> **Task directions**: Write out, word for word, the stretch of the mailing-list message on Polish frequency expressions from "Only with some" through "sekündlich sounds weird).".

## Begin Excerpt to read

[Lingtyp] Items that make frequency/rate/tempo modifiers from nouns

Wiemer, Bjoern wiemerb at uni-mainz.de
Thu May 26 12:21:06 UTC 2022


Sorry, a small typo occurred. It should co godzina ‘every hour’.

From: Lingtyp <lingtyp-bounces at listserv.linguistlist.org> On Behalf Of Wiemer, Bjoern
Sent: Thursday, May 26, 2022 2:16 PM
To: David Gil <gil at shh.mpg.de>; lingtyp at listserv.linguistlist.org
Subject: Re: [Lingtyp] Items that make frequency/rate/tempo modifiers from nouns

Dear All,
I want to second Johanna’s and David’s point as for the semantics of these constructions (as far as I have understood the point): it’s not about an increment, but just distributive.
               I also want to add some data. In Polish we have a very salient pattern
                              co (‘what’) + noun denoting a time interval (in the nominative),
e.g. co chwila, co minuta, co godzin, co dzień / tydzień / miesiąc / rok
        ‚every moment, every minute, every hour, every day / week / month / year‘
also with numerals, e.g.  co dwie minuty, co trzy sekundy, co pięć tygodni ...
      ‚every two minutes, every three seconds, every five weeks …‘
less usually with indefinite numerals, e.g. co kilka chwil / dni … ‘every couple of moments / days’,
but we can find it also with nouns denoting a member from a cycle, at least if these are days of the week, e.g. co niedziela. I’m not a native speaker, but for months this seems to work worse (e.g., ?co lipiec ‘every (year in) July’).
We can also find this pattern with expressions lik krok ‘step’ or rusz (< ruszać się ‘move’ or ruch ‘movement’), which yields co krok, co rusz ‘at every moment’ (i.e. very quickly one after the other);  rusz is not used anywhere else (although it looks like a noun after back formation).
               Only with some of the aforementioned nouns do we find compounds yielding adverbs, e.g. codziennie ‘daily’, corocznie ‚yearly‘. This is much less productive (if at all). It can be compared to the German (more productive) pattern in stündlich (< Stunde), täglich (< Tag), monatlich (< Monat), etc. (seems to work only “above” the interval of minutes, since minütlich or sekündlich sounds weird).

## End Excerpt to read
## Begin Data section

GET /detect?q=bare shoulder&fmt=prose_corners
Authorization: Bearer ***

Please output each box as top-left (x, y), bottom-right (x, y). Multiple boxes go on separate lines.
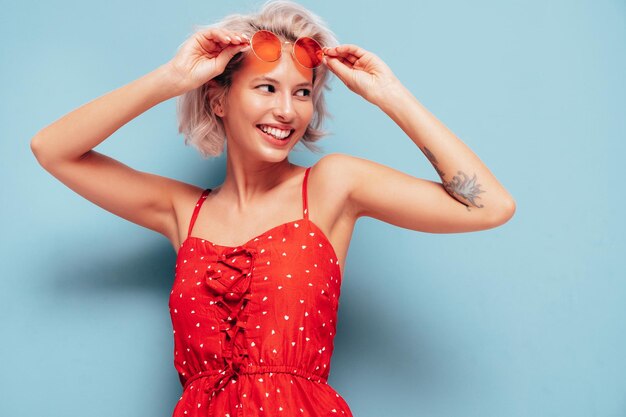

## End Data section

> **Reply to the exercise**:
Only with some of the aforementioned nouns do we find compounds yielding adverbs, e.g. codziennie ‘daily’, corocznie ‚yearly‘. This is much less productive (if at all). It can be compared to the German (more productive) pattern in stündlich (< Stunde), täglich (< Tag), monatlich (< Monat), etc. (seems to work only “above” the interval of minutes, since minütlich or sekündlich sounds weird).